>> Start EXCERPT PROVIDED

The whole step is automated by the run.sh script, which loads the data from stdin and prints the results to stdout.

In addition to names, the script also searches for initials (two-character words composed of capitals and dots) in text to find their start and end offsets, and then adds them to the list of names from the figa tool output. After obtaining a list of names, this part is removed from the names ending with "'s" and the end offset is recalculated.

Usage:

 bash /mnt/minerva1/nlp/projects/decipher_ner/xklima22/scripts/run.sh [--show-filtered]
        

Optional parameter --show-filtered causes that the filtered names will be written to the file.

>> End EXCERPT PROVIDED

> WHAT TO WORK ON:
a) Answer these questions using the run.sh description, each on its own line:
(i) Where does the script load its data from?
(ii) How are initials defined?
(iii) What does the optional parameter --show-filtered cause?
b) Quote the run.sh description from "In addition to" up to and including "offset is recalculated.".
The lines that come after the run.sh description are not needed.

>> Start GIVEN INFORMATION

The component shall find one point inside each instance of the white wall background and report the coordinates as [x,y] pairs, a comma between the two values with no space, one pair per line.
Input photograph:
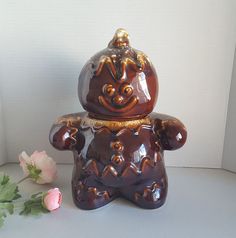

>> End GIVEN INFORMATION

> ANSWERS TO THE EXERCISES:
a)
(i) From stdin.
(ii) As two-character words composed of capitals and dots.
(iii) The filtered names are written to the file.

b)
In addition to names, the script also searches for initials (two-character words composed of capitals and dots) in text to find their start and end offsets, and then adds them to the list of names from the figa tool output. After obtaining a list of names, this part is removed from the names ending with "'s" and the end offset is recalculated.